Records from a data collection:

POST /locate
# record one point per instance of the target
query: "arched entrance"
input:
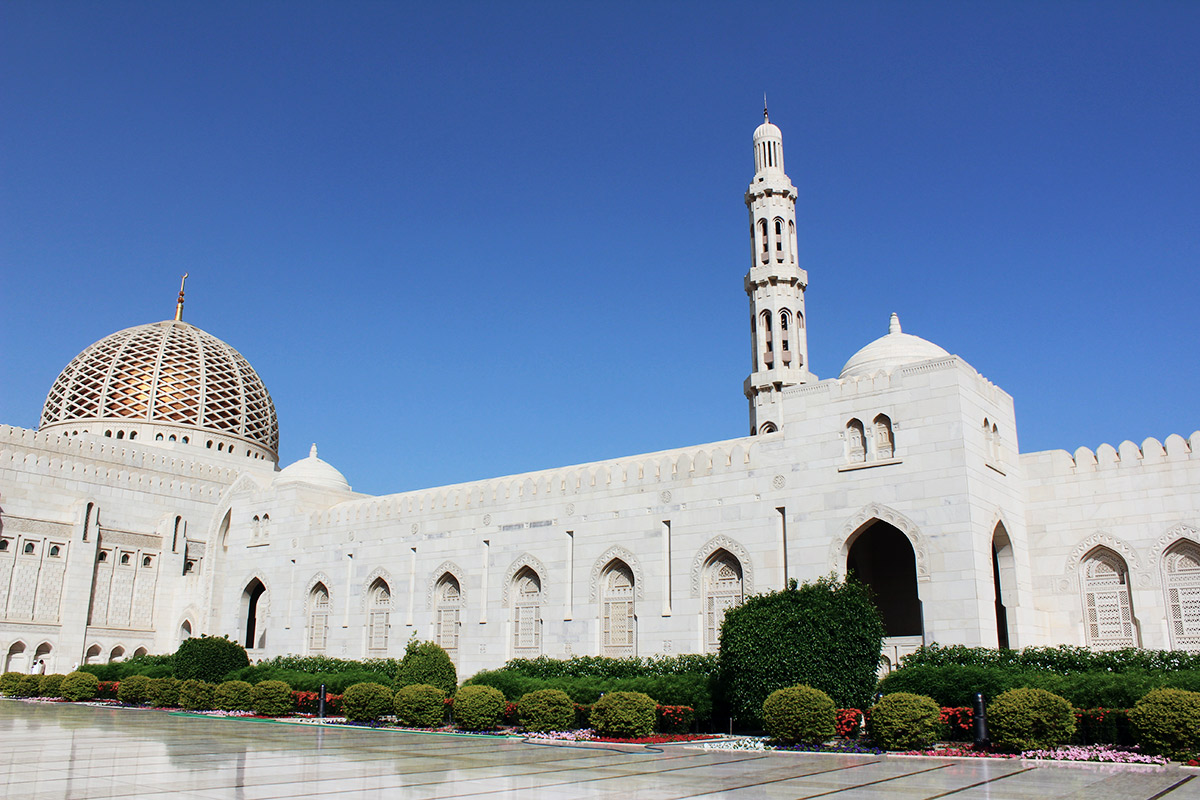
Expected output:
(250, 597)
(882, 558)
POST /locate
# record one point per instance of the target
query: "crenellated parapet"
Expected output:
(1128, 455)
(121, 464)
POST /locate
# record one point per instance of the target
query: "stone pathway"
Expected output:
(57, 751)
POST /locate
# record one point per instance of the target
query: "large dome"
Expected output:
(168, 380)
(889, 352)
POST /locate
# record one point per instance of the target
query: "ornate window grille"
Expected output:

Exercise details:
Pictures stay out; repeat all the rest of the records exactly.

In response:
POST /locate
# record one point per instance of the target
query: "arched entrance"
input:
Expected output:
(250, 597)
(882, 558)
POST /locate
# record one point per instance of the target
query: "crenellated parapet"
Expected output:
(1128, 455)
(121, 464)
POST /locate
# record one point per instance of the target
query: "stone pathway"
Expected output:
(57, 751)
POST /locate
# record one point per instance of the target
query: "large dome"
Expected output:
(168, 380)
(889, 352)
POST /locate
# record one point per instance of the target
query: "ornate window grille"
Expected output:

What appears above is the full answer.